PROVIDED TEXT
In 1992, the Special Anti-Robbery Squad was set up by the Commissioner for Police to curb a spate of armed robberies in Nigeria. By 2009 it had become a large and powerful unit, and its focus expanded beyond armed robbers to internet fraudsters. It had also become largely uncontrolled.
Members of the unit were allowed to carry guns, drive unmarked cars and operate without badges or uniform. They became known for their violent harassment of innocent young Nigerians. They also forced young Nigerians to withdraw money from ATMS and make transfers under duress.
There are numerous examples of people who have been raped, harassed, flogged, extorted, injured or killed by the unit. In 2016 a campaign was launched calling for the Special Anti-Robbery Squad to be disbanded. It became widespread and drew some attention. Within three years the unit had been reformed, overhauled, decentralized and disbanded about three or four times. But without success.

DATA ROWS

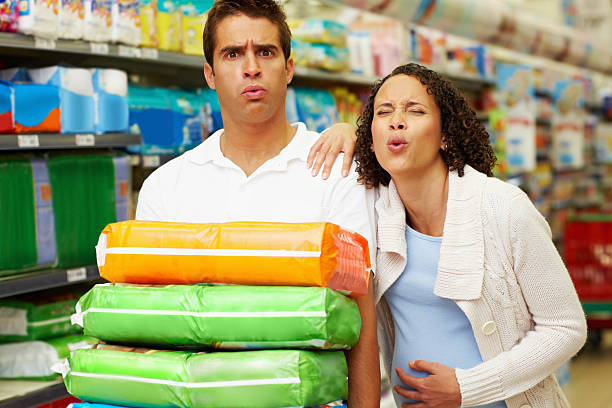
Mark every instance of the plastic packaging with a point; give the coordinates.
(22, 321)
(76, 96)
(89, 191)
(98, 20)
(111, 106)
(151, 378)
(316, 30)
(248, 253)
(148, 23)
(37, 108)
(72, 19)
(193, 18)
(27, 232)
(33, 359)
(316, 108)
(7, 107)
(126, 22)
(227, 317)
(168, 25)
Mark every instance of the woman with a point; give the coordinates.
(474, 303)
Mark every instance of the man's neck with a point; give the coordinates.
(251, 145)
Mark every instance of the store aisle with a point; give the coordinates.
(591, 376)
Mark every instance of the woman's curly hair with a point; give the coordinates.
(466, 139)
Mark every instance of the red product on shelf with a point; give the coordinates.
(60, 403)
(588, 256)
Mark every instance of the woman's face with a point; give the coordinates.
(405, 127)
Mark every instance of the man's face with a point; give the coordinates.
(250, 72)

* * *

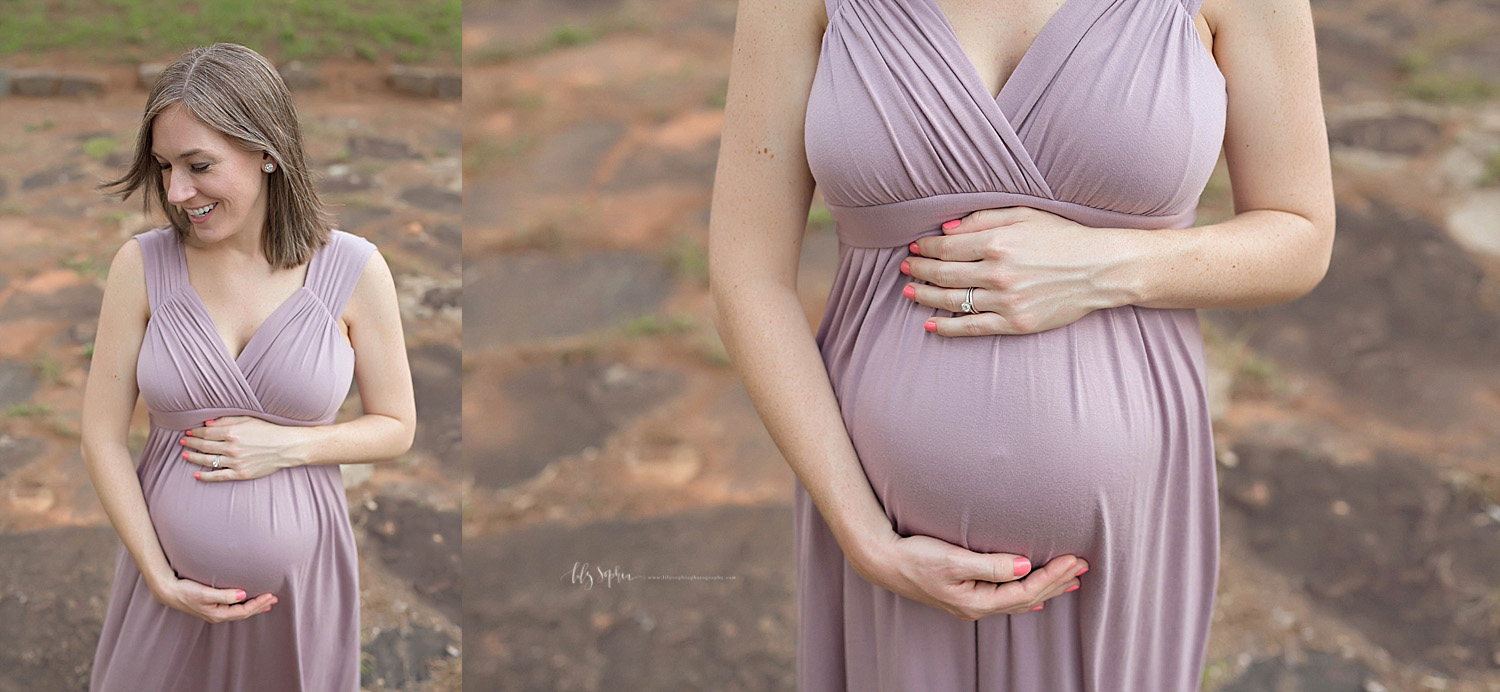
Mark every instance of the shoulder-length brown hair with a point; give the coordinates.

* * *

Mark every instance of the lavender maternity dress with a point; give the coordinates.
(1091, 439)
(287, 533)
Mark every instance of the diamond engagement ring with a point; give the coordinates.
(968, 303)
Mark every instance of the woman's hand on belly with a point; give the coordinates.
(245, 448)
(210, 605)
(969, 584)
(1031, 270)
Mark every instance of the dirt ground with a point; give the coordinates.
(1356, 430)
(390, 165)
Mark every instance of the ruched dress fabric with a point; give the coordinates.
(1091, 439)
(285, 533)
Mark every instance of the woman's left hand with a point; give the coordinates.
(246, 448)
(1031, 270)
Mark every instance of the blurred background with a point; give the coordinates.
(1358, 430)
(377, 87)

WHAT THIS EXERCISE ASKS
(A) Answer these questions from the passage on the Special Anti-Robbery Squad:
(i) In what year was the unit set up?
(ii) What three things were members of the unit allowed to do?
(iii) In what year was a campaign launched calling for the unit to be disbanded?
(B) Please quote the passage on the Special Anti-Robbery Squad from the words containing "Members of the" through the words ending with "But without success.".
The entries play no part in this work.

ANSWERS TO THE TASKS
(A)
(i) 1992
(ii) Carry guns, drive unmarked cars, and operate without badges or uniform
(iii) 2016

(B)
Members of the unit were allowed to carry guns, drive unmarked cars and operate without badges or uniform. They became known for their violent harassment of innocent young Nigerians. They also forced young Nigerians to withdraw money from ATMS and make transfers under duress.
There are numerous examples of people who have been raped, harassed, flogged, extorted, injured or killed by the unit. In 2016 a campaign was launched calling for the Special Anti-Robbery Squad to be disbanded. It became widespread and drew some attention. Within three years the unit had been reformed, overhauled, decentralized and disbanded about three or four times. But without success.